TASK INSTRUCTIONS =
[A] Quote the passage on lupus T-cell metabolism between "Aberrant and amplified" and "Treg function [34].", inclusive.
[B] List every metabolic pathway named in the passage on lupus T-cell metabolism.
[C] According to the passage on lupus T-cell metabolism, why are lupus T cells persistently metabolically active?

------ PAGE TEXT ------

Aberrant and amplified TCR signaling, lipid raft formation and increased costimulatory molecule expression render lupus T cells metabolically active in a persistent fashion [34]. The flexibility of metabolic shift and the plasticity of T cells endow them with the ability to adapt to different phenotypes and functions based on the metabolic and functional demands. For instance, enhanced glycolysis and the pentose phosphate pathway activate Th17 cells, while fatty acid oxidation and oxidative phosphorylation are crucial in energy supply to enhance Treg function [34].

------ DATA LISTING ------

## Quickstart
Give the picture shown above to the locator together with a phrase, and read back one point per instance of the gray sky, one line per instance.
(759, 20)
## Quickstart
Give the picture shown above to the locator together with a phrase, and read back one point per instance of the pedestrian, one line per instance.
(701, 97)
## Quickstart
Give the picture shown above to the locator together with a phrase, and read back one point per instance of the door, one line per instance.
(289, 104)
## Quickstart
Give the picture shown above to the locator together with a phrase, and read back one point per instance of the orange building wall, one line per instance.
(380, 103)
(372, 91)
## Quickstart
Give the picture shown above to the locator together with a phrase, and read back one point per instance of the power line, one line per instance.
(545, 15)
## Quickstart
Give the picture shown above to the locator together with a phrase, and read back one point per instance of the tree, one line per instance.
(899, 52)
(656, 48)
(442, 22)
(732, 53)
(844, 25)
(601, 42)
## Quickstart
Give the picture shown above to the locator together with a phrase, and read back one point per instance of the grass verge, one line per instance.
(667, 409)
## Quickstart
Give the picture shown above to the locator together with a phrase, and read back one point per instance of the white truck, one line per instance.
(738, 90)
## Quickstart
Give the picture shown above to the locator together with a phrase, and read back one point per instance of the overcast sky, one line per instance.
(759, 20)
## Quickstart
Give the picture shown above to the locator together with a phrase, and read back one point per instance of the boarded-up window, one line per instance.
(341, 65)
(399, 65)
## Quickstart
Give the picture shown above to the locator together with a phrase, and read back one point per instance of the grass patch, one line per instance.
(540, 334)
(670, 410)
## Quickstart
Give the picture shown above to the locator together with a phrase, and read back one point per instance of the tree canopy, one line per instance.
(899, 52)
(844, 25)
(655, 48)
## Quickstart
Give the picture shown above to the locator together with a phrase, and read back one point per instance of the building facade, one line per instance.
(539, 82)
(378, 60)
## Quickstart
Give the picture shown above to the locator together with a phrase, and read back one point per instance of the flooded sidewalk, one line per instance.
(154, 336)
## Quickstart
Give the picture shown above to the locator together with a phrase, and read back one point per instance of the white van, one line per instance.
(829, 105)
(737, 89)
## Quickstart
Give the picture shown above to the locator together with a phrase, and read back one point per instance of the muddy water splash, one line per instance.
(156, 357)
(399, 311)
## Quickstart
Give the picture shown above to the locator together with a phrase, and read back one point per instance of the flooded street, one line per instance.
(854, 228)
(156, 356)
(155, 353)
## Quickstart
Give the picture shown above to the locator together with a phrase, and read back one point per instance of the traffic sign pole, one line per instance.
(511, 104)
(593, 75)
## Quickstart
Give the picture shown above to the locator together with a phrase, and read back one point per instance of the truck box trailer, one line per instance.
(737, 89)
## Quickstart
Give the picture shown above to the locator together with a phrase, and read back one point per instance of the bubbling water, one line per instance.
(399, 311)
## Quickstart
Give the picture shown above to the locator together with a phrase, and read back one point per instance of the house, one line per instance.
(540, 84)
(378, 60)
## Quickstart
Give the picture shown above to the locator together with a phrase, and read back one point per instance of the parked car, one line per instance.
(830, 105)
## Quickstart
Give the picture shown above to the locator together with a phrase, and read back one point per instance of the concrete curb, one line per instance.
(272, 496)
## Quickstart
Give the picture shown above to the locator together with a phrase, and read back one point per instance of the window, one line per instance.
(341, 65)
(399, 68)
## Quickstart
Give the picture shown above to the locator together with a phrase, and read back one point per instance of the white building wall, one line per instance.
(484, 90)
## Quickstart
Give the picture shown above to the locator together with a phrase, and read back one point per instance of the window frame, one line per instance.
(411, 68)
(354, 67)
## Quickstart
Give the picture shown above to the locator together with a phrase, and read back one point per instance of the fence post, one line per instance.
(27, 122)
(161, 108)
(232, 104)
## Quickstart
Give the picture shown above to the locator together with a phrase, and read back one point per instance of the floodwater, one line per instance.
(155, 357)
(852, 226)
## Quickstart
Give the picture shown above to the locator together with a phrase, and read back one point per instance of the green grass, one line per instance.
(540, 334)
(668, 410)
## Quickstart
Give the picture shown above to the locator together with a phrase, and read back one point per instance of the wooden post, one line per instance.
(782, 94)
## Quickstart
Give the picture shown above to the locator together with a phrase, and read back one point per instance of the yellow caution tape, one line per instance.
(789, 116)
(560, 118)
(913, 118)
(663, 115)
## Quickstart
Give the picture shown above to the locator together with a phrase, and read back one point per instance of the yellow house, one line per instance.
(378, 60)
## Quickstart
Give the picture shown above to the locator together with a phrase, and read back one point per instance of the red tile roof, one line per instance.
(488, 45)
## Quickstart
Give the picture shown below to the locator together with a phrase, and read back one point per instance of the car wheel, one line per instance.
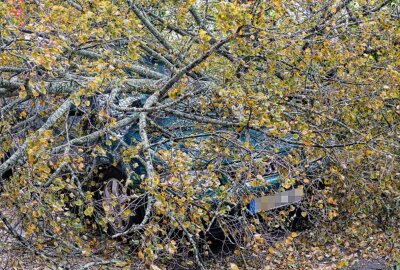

------

RESPONSES TO THE TASKS =
[A]
Aberrant and amplified TCR signaling, lipid raft formation and increased costimulatory molecule expression render lupus T cells metabolically active in a persistent fashion [34]. The flexibility of metabolic shift and the plasticity of T cells endow them with the ability to adapt to different phenotypes and functions based on the metabolic and functional demands. For instance, enhanced glycolysis and the pentose phosphate pathway activate Th17 cells, while fatty acid oxidation and oxidative phosphorylation are crucial in energy supply to enhance Treg function [34].

[B]
- Glycolysis
- The pentose phosphate pathway
- Fatty acid oxidation
- Oxidative phosphorylation

[C] Aberrant and amplified TCR signaling, lipid raft formation and increased costimulatory molecule expression make lupus T cells metabolically active in a persistent fashion.